The Hullites were the Council's Waste Minimisation Officer, the head of Parks, the organiser of the Environment Forum and a new volunteer from Friends of the Earth, all keen to hear about York Rotters. I was able to give them a mini-tour of St Nicks, explaining about the site history, the passive solar design of the building and its photovolteic panels, hot water panels, sedum roof with drinking water harvesting, compost toilets, waterless urinal for both sexes, kerbside recycling collections, employment of various groups to help sort recyclables and the composting demonstration site, as well as the straw-bale urinal and hibernaculum for overwintering beasties. The mating frogs in the pond were also pretty spectacular!

Keely and I provided lots of useful info about how York Rotters was set up, funded and what it does and has achieved. I have been invited to give a presentation in Hull at the end of this month by Hull Organic Gardeners, and this may be a perfect opportunity to start the process of launching a Hull Master Composter project. I hope so.

That meeting was nearly 2 hours, so I shot home (via the St Nicks communal logpile, always a good place to find a few kilos of free fuel!) and had lunch before my scheduled meeting with Liz Topi at the City of York Council. This went well, she's happy to say yes to the Green Gala on July 29th, and she gave me some very helpful pointers and ideas. Then a quick visit to Out Of This World, to pick up a small volume of compostables.

Then I went to the Merchant Taylor's Hall to give blood as it's been over a year since I did so. This always entails a lot of waiting, but they always have some good magazines, I read Men's Health and Psychologies Magazine, the latter being very good. Actually giving blood only took 5 and a half minutes, the waiting and tests, nearly 2 hours. Worth it, though.

REQUIRED ACTIONS -
**1)** From the diary entry, list every visitor the writer calls the Hullites.
**2)** According to the diary entry, why did the writer go to the Merchant Taylor's Hall?

RAW DATA -

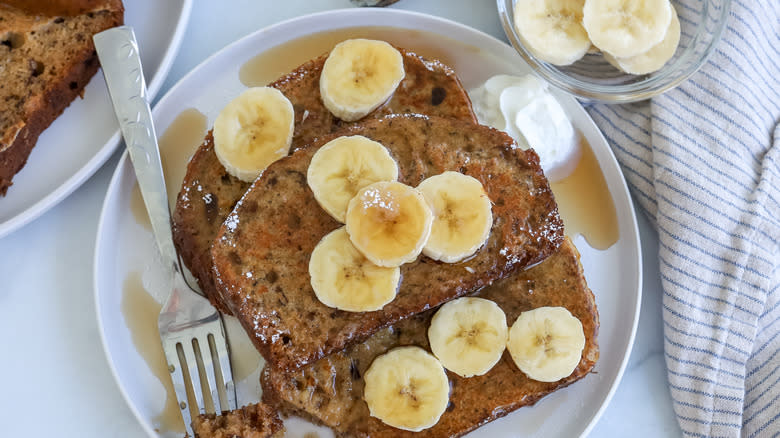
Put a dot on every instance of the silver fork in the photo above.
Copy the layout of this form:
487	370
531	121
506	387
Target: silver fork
191	329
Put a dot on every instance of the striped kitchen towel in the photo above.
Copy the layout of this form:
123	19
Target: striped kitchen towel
703	160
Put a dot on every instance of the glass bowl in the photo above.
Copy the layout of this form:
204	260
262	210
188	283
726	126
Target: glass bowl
593	78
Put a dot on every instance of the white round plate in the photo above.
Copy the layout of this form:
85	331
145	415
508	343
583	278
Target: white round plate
79	141
126	248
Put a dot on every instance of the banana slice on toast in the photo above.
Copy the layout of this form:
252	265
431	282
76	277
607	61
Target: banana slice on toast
546	343
345	165
389	223
252	131
462	216
344	279
407	388
358	76
468	335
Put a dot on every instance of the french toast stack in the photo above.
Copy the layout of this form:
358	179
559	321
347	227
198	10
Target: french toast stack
250	245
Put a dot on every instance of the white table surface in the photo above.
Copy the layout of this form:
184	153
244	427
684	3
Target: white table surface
56	381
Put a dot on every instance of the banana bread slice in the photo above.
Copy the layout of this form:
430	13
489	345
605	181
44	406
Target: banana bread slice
45	62
330	391
209	193
261	254
253	421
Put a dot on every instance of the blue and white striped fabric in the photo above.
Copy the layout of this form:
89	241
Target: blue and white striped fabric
703	160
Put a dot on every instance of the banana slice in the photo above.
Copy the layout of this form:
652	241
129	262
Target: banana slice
546	343
626	28
389	223
342	278
656	57
407	388
552	29
462	216
468	335
345	165
358	76
252	131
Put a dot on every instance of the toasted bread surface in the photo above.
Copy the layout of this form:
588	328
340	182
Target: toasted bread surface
330	390
45	62
261	254
209	193
253	421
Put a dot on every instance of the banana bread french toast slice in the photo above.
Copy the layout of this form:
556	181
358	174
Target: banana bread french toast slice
261	254
253	421
330	390
47	57
209	193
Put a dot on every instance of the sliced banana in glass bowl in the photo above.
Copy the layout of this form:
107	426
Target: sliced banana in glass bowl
613	51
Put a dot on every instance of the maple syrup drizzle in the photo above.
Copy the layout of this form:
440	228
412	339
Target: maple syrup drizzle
585	204
140	311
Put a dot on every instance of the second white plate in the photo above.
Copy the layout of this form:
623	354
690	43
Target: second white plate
125	254
86	134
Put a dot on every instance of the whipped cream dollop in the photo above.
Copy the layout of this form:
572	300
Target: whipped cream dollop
523	107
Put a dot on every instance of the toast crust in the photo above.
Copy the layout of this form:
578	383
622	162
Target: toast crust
261	254
50	92
209	193
330	391
253	421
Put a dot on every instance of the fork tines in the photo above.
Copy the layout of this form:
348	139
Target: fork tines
199	364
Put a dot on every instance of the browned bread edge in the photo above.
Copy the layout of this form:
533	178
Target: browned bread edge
56	98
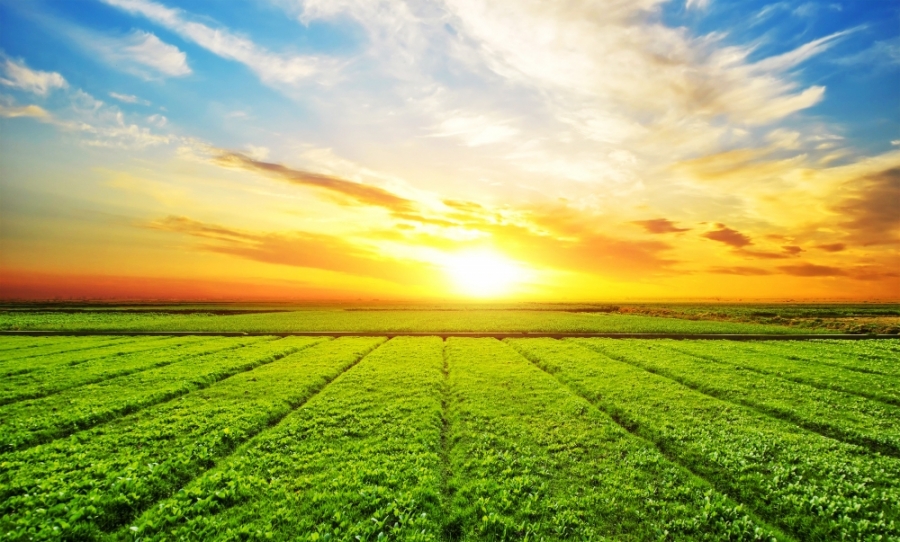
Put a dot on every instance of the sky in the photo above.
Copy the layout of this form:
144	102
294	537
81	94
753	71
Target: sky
451	149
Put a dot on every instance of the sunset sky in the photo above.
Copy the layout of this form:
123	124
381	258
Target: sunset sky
360	149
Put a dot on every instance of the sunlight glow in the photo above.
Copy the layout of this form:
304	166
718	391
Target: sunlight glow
483	273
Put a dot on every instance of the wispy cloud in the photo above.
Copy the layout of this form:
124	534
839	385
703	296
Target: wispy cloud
870	208
17	75
270	67
295	249
34	111
724	234
146	51
128	98
357	192
659	225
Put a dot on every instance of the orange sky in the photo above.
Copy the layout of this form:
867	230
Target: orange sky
534	153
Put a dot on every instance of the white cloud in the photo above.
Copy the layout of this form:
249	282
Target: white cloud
18	75
145	48
128	98
881	53
33	111
699	4
271	68
139	53
475	130
158	120
800	54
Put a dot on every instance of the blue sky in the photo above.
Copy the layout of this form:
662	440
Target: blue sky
626	139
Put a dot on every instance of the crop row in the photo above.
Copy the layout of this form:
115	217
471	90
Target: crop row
50	362
874	386
387	321
812	486
360	461
60	372
72	344
16	344
843	416
84	485
530	460
864	356
33	421
424	440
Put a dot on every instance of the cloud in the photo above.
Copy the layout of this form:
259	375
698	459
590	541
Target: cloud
358	192
812	270
34	111
659	225
475	131
803	53
18	75
739	270
128	98
762	254
148	51
730	237
271	68
882	54
832	247
869	208
295	249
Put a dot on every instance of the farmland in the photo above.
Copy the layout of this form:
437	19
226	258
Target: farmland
418	438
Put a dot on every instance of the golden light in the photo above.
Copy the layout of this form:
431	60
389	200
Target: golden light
483	273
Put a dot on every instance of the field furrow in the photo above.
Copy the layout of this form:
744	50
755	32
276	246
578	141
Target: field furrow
860	356
84	476
874	386
850	418
51	362
72	344
34	421
11	343
812	486
532	460
359	461
65	375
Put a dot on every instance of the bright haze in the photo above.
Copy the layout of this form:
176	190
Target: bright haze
356	149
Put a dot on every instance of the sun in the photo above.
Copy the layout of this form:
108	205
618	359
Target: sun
483	273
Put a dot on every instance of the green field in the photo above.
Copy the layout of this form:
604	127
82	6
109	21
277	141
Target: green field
415	438
387	321
448	317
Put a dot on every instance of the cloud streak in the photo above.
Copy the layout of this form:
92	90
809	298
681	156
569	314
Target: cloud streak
271	68
357	192
19	76
294	249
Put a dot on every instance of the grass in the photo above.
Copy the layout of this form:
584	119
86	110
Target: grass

RESULTS FOR EACH TASK -
**1)** The Council's Waste Minimisation Officer, the head of Parks, the organiser of the Environment Forum, and a new volunteer from Friends of the Earth.

**2)** The writer went there to give blood, because it had been over a year since the last donation.